» **SELECTED TEXT**:

Estimated useful lives are as follows:

 

 

Years

Autos  

           3

Equipment

5 - 10 

Furniture and Fixtures

3 -  7 

Building

7 - 40 

  

Revenue recognition

 

At contract inception, the Company assesses the goods and services to be provided to a customer and identifies a performance obligation for each distinct good or service.   The transaction price for each performance obligation is determined at contract inception.  Contracts, generally in the form of a purchase order, specify the product or service that is to be provided to the customer. The typical contract life is less than one month and contains a single performance obligation, to provide conforming goods or services to the customer.  Certain contracts have a second performance obligation, which typically is the initialization of the HazardPRO product.  For contracts with multiple performance obligations, the transaction price is allocated to each performance obligation using the relative stand-alone selling price.  Stand-alone selling prices are based on observable stand-alone prices charged to customers.  Product revenue is recognized at the point in time when control is transferred to the customer, which typically occurs upon shipment.  Service revenue is recognized when provided to the customer, and typically takes less than a week to provide.

 

Advertising costs

 

The Company expenses advertising costs as incurred. Total advertising expense was $42 and $46 in 2024 and 2023, respectively.

 

Research and development

 

Expenditures for research and development are expensed as incurred. The Company incurred expenses of $1,013 and $973 in 2024 and 2023, respectively.

 

Income taxes

 

The Company presents deferred income taxes on an asset and liability approach to financial accounting and reporting for income taxes. The Company annually determines the difference between the financial reporting and tax bases of assets and liabilities. The Company computes deferred income tax assets and liabilities for those differences that have future tax consequences using the currently enacted tax laws and rates that apply to the periods in which these laws are expected to affect taxable income. Income tax expense is the current tax payable or refundable for the period plus or minus the net change in the deferred tax assets and liabilities, excluding the portion of the deferred asset or liability allocated to other comprehensive income (loss). Deferred taxes are reduced by a valuation allowance to the extent that realization of the related deferred tax asset is not certain.  We have a valuation allowance on our deferred tax asset of $311 and $279 at December 31, 2024 and 2023, respectively. 

 

The Company recognizes the effect of income tax positions only if those positions are more likely than not to be sustained. The Company recognizes income tax positions at the largest amount that is more likely than not to be realized. The Company reflects changes in recognition or measurement in the period in which the Company's change in judgment occurs.

 

The Company records interest and penalties related to unrecognized tax benefits in income tax expense.

 

Net income per common share


Basic earnings per share (EPS) excludes dilution and is determined by dividing net income by the weighted average number of common shares outstanding during the period. Diluted EPS reflects the potential dilution that could occur if securities such as options were exercised or converted into common stock.  For the years ending December 31, 2024 and 2023, respectively, options to purchase 185,000 and 175,000 weighted average common shares have been excluded from the diluted weighted average shares because their effect would be anti-dilutive.  In addition, for the years ended December 31, 2024 and 2023, 84,000 and 105,000, respectively, restricted stock units have been excluded from the calculation because their effect would be anti-dilutive.

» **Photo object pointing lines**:
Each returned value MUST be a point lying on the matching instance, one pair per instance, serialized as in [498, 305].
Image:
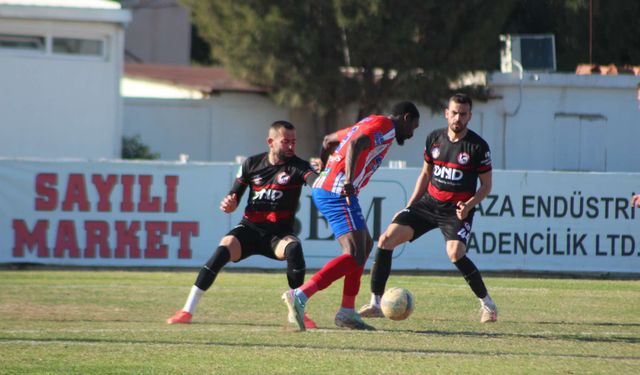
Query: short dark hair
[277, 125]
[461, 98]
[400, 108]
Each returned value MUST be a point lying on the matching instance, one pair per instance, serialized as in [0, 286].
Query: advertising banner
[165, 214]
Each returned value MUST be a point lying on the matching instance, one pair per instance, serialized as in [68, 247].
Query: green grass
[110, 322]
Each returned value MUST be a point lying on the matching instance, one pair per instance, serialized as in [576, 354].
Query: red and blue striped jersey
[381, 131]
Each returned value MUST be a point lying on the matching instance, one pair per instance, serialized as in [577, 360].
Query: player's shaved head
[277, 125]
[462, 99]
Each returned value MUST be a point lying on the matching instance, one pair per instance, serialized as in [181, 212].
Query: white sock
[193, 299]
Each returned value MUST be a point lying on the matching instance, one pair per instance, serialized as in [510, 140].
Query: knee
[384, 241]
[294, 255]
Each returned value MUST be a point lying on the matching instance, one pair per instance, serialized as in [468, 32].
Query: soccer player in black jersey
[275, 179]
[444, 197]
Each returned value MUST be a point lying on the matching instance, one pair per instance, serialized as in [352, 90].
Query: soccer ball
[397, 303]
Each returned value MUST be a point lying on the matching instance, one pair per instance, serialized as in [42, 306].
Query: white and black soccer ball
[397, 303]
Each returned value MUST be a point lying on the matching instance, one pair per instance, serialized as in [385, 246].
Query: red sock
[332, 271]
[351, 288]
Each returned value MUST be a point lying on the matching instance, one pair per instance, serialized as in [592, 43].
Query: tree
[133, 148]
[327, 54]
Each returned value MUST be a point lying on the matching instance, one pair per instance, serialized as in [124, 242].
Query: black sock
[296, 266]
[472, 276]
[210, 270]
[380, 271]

» **EXERCISE BRIEF**:
According to the accounting notes, what is the typical contract life?

» **RESPONSE FOR THIS EXERCISE**:
Less than one month.